Prompt: Gather every line of the records below that contains the string "stone" and list those lines in their original order.

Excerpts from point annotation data
===============

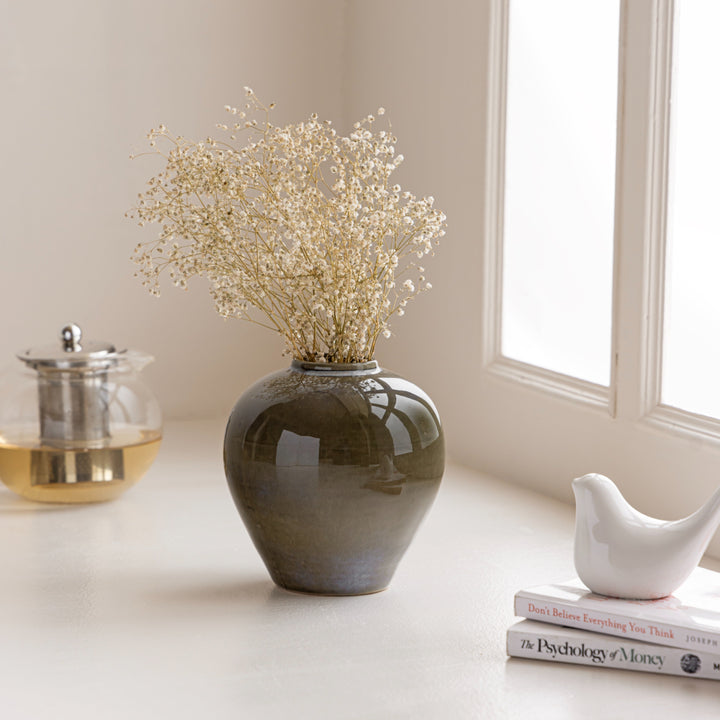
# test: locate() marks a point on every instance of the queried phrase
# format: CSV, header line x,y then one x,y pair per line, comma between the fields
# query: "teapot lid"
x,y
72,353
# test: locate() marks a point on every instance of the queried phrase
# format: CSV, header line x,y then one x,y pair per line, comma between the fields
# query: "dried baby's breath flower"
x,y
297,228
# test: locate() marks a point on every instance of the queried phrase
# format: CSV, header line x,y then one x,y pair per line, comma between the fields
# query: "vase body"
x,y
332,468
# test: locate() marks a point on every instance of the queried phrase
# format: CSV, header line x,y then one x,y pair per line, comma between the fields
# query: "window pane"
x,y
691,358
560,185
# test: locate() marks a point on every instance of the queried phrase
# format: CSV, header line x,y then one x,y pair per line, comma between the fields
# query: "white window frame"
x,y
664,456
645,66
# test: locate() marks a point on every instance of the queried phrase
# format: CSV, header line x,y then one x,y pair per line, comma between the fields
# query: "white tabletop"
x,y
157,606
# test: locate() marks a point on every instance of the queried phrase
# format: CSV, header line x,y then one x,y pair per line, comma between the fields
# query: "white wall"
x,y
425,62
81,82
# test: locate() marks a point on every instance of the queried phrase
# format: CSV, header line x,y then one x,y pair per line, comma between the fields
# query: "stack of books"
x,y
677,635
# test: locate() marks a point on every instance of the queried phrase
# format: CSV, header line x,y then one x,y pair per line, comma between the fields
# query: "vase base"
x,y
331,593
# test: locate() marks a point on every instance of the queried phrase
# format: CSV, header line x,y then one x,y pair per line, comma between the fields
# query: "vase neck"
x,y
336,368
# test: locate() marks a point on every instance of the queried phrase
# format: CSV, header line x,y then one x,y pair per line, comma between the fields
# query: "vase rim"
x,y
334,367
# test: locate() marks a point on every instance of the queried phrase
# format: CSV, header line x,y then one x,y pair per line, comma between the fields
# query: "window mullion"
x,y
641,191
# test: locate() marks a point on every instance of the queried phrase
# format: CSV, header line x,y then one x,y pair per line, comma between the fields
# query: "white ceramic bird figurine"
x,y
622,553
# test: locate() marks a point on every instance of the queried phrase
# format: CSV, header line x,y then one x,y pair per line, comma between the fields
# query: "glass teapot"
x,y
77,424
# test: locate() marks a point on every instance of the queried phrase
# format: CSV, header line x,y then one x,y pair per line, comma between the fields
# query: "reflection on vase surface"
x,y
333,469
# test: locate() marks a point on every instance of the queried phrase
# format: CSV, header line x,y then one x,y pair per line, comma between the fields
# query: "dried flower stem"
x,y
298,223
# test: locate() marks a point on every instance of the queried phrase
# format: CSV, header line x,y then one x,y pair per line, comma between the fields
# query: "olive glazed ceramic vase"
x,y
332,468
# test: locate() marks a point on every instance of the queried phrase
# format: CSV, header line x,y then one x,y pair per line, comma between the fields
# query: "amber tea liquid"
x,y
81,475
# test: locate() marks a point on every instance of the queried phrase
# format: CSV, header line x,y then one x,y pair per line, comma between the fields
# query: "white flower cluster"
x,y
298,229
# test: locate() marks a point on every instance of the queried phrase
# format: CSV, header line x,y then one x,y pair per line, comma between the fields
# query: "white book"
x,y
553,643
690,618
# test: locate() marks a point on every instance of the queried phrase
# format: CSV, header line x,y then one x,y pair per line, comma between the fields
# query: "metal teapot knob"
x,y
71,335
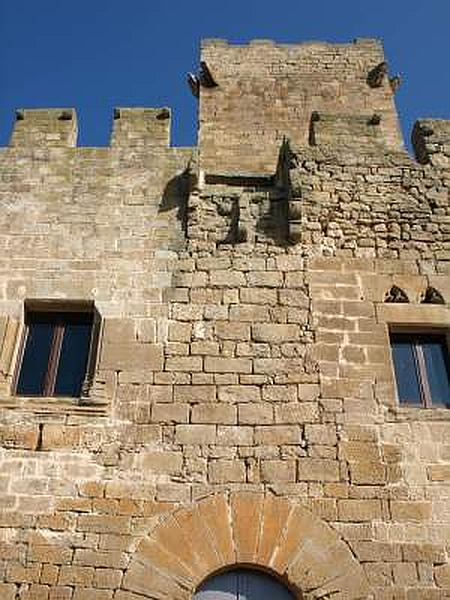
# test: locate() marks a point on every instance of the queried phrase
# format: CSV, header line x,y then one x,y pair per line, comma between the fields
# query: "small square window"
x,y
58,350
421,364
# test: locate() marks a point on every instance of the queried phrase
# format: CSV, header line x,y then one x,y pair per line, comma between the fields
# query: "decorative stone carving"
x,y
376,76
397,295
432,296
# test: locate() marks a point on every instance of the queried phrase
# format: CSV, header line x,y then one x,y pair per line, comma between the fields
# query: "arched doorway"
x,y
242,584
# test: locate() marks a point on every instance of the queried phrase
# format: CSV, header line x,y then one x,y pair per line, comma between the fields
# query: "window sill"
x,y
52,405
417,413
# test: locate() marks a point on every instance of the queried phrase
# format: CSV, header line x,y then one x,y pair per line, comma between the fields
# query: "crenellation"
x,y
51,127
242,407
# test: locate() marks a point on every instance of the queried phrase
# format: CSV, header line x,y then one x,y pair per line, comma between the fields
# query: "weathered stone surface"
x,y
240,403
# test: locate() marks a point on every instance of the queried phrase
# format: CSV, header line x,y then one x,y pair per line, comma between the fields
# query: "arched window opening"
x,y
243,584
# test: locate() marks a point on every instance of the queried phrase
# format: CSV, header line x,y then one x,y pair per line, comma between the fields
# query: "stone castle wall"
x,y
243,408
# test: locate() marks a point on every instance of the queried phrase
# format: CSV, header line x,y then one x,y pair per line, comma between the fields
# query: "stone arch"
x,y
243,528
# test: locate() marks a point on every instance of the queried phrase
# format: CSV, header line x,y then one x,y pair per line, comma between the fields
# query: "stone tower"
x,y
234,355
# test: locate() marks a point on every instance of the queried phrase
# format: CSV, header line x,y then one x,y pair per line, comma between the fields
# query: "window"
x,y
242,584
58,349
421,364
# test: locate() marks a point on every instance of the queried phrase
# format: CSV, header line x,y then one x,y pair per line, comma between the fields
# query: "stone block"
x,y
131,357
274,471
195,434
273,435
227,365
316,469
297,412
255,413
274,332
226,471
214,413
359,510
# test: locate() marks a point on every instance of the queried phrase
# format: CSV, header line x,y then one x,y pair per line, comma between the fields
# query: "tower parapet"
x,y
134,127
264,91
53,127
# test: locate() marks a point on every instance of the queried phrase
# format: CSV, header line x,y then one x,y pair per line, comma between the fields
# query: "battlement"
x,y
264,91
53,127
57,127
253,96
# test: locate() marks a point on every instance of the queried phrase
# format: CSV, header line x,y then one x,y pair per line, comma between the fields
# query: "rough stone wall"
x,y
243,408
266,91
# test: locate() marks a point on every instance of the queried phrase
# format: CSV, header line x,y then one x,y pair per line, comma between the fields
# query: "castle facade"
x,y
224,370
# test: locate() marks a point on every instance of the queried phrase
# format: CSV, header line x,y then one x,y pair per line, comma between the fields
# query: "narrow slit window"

===============

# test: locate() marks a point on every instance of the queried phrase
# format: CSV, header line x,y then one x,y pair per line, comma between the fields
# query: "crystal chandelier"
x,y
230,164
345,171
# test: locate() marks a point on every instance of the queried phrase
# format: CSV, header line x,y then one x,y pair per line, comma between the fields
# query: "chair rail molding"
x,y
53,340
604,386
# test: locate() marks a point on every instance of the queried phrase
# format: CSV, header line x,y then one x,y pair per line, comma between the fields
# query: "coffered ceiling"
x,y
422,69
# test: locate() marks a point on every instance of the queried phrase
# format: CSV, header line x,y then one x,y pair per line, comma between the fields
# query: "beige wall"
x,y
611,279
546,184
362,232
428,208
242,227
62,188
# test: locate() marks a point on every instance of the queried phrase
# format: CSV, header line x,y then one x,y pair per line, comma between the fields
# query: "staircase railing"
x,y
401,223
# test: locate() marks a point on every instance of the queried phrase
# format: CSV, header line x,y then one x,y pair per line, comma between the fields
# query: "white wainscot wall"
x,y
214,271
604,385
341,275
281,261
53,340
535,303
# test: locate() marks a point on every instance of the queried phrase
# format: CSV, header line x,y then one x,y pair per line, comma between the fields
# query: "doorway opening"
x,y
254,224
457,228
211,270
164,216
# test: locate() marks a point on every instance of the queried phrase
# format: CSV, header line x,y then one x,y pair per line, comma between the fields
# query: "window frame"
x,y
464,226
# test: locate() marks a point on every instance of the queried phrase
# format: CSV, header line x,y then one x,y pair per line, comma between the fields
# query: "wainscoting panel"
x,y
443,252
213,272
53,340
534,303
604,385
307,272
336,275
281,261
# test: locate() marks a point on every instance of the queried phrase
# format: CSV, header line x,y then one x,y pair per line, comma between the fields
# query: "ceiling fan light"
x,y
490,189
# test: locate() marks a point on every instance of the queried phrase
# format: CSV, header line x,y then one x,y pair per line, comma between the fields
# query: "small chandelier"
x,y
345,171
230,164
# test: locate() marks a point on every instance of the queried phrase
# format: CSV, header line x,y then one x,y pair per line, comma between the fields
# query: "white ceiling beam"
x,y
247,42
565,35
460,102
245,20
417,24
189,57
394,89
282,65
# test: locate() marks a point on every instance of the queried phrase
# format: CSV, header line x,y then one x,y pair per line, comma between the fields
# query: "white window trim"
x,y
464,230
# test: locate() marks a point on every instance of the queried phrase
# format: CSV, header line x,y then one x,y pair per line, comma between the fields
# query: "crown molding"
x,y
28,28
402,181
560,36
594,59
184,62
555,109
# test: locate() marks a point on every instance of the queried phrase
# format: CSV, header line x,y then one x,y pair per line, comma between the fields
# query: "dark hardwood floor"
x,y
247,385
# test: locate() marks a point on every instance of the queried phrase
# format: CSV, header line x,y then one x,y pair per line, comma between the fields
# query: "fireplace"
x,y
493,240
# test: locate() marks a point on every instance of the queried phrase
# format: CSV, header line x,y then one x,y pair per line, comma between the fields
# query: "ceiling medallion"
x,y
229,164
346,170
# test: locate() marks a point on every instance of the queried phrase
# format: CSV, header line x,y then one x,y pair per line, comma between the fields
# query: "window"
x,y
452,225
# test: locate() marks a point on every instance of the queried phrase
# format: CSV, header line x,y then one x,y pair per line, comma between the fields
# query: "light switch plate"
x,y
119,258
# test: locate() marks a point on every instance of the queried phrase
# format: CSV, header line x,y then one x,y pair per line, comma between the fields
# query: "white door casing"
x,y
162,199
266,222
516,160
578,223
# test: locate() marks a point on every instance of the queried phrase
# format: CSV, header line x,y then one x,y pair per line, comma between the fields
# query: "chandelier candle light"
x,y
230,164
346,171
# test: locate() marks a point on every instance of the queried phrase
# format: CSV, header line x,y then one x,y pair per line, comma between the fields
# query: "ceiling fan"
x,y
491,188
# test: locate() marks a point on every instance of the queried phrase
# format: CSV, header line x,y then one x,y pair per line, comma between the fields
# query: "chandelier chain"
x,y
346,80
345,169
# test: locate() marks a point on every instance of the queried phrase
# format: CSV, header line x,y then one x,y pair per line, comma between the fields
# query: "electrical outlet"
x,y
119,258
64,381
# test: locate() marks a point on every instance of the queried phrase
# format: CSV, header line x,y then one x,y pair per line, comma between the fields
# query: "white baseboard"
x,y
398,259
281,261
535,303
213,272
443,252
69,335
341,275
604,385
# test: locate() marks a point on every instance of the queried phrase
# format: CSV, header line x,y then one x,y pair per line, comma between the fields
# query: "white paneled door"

===============

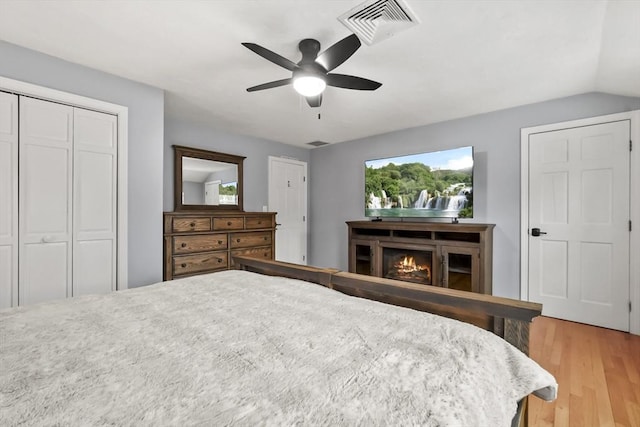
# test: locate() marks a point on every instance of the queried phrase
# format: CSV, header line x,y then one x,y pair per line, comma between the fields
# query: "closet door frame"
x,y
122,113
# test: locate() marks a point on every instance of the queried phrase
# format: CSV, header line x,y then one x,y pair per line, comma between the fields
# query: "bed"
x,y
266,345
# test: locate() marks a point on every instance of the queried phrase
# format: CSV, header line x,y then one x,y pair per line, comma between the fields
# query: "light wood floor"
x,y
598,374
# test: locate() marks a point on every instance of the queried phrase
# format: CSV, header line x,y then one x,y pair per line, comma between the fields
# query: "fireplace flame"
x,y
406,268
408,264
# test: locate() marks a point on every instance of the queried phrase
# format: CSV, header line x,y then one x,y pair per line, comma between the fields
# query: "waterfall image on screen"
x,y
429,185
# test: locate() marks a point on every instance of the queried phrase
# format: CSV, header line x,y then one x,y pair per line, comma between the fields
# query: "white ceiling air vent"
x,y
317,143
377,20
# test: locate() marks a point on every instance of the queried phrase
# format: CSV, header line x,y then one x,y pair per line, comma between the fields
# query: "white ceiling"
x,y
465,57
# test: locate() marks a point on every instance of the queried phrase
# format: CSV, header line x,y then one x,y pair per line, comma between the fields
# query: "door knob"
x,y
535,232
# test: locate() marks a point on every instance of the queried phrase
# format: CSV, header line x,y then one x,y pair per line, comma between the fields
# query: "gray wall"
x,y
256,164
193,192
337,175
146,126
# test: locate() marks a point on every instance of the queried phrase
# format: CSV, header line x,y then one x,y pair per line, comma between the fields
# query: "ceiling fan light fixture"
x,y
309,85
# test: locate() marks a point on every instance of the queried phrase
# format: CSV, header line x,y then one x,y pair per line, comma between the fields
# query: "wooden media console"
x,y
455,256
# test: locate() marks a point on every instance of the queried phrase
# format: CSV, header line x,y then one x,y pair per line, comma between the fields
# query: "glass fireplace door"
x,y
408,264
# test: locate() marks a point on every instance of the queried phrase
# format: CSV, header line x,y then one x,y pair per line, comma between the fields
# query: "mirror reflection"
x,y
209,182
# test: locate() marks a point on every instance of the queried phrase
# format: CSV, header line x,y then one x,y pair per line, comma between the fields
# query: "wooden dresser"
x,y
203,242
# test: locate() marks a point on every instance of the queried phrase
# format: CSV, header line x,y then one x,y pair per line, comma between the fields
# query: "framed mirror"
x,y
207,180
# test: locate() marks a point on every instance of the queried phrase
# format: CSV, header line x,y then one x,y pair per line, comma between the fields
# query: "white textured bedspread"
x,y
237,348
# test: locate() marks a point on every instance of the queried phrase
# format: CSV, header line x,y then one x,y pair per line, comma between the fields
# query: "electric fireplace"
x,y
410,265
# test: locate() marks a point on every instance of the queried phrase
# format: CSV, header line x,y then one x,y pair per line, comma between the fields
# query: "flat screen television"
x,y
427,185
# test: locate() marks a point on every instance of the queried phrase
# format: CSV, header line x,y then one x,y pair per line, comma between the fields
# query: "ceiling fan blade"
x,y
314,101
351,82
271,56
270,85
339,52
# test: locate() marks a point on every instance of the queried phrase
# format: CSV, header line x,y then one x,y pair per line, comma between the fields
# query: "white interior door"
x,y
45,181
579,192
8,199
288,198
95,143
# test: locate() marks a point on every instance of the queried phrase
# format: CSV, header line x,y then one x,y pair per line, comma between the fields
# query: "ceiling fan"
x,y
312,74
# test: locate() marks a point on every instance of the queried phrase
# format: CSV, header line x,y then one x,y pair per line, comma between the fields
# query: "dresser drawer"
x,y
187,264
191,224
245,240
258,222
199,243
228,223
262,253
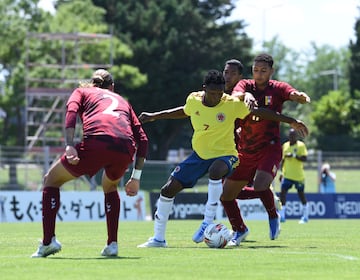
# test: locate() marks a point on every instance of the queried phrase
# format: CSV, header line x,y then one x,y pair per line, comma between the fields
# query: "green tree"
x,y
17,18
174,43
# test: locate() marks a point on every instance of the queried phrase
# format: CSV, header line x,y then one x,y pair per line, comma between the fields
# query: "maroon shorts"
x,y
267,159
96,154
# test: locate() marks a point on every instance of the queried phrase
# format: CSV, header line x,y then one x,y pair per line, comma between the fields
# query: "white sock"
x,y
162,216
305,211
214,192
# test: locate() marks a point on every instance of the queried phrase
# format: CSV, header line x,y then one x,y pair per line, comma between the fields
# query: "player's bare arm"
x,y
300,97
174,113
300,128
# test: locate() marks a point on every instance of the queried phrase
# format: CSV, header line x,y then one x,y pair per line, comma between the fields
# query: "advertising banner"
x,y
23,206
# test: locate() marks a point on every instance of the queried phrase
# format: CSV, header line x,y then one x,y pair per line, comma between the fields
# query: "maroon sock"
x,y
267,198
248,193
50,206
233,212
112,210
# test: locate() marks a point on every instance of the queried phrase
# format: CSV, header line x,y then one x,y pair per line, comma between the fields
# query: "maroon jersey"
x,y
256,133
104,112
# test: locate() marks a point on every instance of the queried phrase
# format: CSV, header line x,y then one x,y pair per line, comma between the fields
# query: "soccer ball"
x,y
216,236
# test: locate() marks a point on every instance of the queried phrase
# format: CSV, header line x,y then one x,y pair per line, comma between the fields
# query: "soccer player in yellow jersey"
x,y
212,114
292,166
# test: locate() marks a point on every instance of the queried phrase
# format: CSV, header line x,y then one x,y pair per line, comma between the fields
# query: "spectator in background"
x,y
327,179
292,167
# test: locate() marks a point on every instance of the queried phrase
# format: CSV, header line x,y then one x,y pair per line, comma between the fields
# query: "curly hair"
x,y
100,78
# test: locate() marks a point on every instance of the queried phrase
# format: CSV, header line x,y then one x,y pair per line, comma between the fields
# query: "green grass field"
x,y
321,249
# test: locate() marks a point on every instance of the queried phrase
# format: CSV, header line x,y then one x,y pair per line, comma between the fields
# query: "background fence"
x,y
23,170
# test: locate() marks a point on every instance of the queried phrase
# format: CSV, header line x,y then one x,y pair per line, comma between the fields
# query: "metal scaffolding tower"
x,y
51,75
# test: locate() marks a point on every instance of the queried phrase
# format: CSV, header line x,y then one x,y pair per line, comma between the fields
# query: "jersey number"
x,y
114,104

===============

Task result:
# query: "decorative stone carving"
# query: "weathered stone surface"
# query: "stone castle wall"
# query: "stone arch"
# query: "stone tower"
# query: "stone block"
# query: "rough stone wall"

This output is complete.